INSTRUCTION | Copy the records starting at the line that contains "target: takeaway coffee cup" and ending at the end of the records, swapping "takeaway" for "takeout" and leaving everything else unchanged.

RECORD EXTRACTS |

• • • • •

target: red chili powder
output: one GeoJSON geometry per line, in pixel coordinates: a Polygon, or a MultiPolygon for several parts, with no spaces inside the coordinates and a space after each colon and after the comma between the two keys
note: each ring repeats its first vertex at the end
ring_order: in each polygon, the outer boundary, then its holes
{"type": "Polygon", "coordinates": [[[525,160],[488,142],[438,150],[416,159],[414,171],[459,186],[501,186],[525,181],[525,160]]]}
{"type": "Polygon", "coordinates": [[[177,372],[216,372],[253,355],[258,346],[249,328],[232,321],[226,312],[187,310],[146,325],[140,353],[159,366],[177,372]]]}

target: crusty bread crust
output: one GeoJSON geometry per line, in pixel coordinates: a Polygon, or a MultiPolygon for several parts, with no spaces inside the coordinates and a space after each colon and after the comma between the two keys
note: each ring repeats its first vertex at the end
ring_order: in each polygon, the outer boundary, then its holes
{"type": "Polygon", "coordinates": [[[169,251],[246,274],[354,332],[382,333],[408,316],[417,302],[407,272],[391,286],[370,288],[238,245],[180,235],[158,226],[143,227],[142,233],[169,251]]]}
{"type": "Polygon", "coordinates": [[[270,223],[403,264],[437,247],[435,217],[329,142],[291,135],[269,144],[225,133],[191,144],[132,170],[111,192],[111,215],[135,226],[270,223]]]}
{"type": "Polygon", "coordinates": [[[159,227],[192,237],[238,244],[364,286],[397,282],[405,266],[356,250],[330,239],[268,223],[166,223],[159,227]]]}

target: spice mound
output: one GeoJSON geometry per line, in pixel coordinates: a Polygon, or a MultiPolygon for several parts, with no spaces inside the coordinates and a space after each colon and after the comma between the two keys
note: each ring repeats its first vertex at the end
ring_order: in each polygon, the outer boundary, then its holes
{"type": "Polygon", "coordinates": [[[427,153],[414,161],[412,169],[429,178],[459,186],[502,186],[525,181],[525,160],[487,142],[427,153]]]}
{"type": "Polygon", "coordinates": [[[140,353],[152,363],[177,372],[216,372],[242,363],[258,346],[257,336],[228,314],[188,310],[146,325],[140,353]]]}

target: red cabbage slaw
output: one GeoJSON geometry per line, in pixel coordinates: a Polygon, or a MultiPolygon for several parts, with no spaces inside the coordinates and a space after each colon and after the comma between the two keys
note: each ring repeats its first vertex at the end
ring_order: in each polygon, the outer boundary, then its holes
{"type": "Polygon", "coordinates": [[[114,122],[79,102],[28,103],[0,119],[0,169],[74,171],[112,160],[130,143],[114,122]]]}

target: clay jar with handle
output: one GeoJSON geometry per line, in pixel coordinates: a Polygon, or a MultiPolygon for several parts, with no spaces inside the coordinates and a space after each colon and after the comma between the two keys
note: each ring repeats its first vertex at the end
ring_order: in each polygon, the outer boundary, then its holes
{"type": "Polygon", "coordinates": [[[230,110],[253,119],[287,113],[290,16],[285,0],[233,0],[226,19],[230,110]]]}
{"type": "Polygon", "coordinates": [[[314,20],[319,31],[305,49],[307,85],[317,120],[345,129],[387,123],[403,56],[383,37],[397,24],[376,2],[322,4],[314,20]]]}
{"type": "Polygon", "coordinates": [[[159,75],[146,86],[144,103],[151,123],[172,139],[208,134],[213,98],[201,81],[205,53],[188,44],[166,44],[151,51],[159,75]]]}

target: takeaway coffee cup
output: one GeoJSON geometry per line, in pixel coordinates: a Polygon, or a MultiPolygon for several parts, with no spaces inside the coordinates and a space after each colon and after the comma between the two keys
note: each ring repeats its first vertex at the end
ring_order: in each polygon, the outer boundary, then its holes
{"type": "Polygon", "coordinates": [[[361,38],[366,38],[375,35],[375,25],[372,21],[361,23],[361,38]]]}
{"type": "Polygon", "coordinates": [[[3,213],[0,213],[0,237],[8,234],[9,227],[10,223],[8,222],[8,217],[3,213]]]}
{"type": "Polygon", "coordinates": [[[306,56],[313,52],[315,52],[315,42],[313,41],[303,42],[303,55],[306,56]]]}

• • • • •

OUTPUT |
target: takeout coffee cup
output: one GeoJSON geometry per line, in pixel coordinates: a Polygon, or a MultiPolygon for several parts, with no spaces inside the coordinates and a space after each colon and after the comma between the two keys
note: each ring repeats its first vertex at the end
ring_order: in each polygon, the outer boundary, then its holes
{"type": "Polygon", "coordinates": [[[361,38],[366,38],[375,35],[375,25],[372,21],[361,23],[361,38]]]}
{"type": "Polygon", "coordinates": [[[3,213],[0,213],[0,237],[8,234],[9,227],[10,223],[8,222],[8,217],[3,213]]]}
{"type": "Polygon", "coordinates": [[[306,56],[313,52],[315,52],[315,42],[313,41],[303,42],[303,55],[306,56]]]}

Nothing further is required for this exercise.